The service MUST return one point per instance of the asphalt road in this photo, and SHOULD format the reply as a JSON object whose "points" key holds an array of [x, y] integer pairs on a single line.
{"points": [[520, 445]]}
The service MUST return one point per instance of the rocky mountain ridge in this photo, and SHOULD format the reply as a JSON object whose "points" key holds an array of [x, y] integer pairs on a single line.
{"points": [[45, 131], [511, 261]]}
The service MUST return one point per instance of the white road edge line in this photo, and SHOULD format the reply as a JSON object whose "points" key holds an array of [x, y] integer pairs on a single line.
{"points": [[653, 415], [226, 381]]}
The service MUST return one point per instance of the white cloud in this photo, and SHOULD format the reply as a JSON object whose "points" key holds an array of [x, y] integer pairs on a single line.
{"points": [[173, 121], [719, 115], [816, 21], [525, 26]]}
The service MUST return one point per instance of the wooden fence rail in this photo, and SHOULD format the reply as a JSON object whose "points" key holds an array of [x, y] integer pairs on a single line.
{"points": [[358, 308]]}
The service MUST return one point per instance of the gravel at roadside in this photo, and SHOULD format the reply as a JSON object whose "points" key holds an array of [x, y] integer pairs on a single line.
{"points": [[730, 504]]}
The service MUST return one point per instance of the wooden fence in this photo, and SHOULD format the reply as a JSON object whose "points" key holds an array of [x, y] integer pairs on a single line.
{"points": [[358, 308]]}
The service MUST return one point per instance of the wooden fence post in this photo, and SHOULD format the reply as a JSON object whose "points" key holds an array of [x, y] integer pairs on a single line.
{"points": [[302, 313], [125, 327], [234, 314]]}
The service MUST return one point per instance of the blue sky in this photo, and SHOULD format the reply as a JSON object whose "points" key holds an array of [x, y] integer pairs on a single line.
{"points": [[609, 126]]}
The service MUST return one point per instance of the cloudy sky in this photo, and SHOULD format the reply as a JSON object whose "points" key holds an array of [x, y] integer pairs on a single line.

######

[YOUR GOAL]
Word for word, give the entire listing again.

[RESULT OF THE EXERCISE]
The service MUST return one point per instance of the asphalt road in this photo, and SHOULD format the reply as a JSON object whose "points" key holds an array of [x, y] integer pairs on a single line.
{"points": [[520, 445]]}
The service MUST return one point per instance of the rocky mountain ridge in this photo, and SHOULD format the reply as a JSON object whose "points" key holds an array of [x, y] integer pairs on a single line.
{"points": [[45, 131], [511, 261]]}
The service MUST return one point per instance of the white road edge line in this photo, and SHOULD format the reply as a JSON object whose "points" key holds an array of [x, y] integer pairs on a single line.
{"points": [[653, 415], [226, 381]]}
The service MUST return one point per instance of the white cloud in this photo, and SHOULD format the reply as a JSON object whose "points" key holds an array of [x, y] integer pairs on a single line.
{"points": [[173, 121], [719, 115], [816, 21], [525, 26]]}
The service MUST return one point per instance of the wooden fence rail in this photo, and SHOULD format the reply as a JSON object whose "points" key holds an array of [x, y] integer pairs on a single line.
{"points": [[358, 308]]}
The service MUST return one point per instance of the gravel at roadside in this photo, and SHOULD format the reply as a JSON object whose "points" key holds an array of [x, y] integer pairs on a single line.
{"points": [[730, 504]]}
The service MUST return one point per instance of the wooden fence in this photo, and SHOULD format the reply as a JSON object whose "points" key holds an array of [x, y] integer pairs on a single line.
{"points": [[358, 308]]}
The service MUST return one point per instance of the wooden fence post in this photo, and SHOULD format the reply as a JSON object whose "points" key holds an array of [x, y] integer pairs on a single line.
{"points": [[302, 313], [125, 327], [234, 314]]}
The service MUST return one point per instance of the blue sky in this photo, and SHOULD format the reply as a JSON object whose "points" key holds an array of [x, y] integer pairs on a single line.
{"points": [[609, 126]]}
The service MUST return one point per instance of the cloudy sky in this photo, and SHOULD format the reply as a JSON object whose "points" key holds an array of [x, y] integer pairs on a single line.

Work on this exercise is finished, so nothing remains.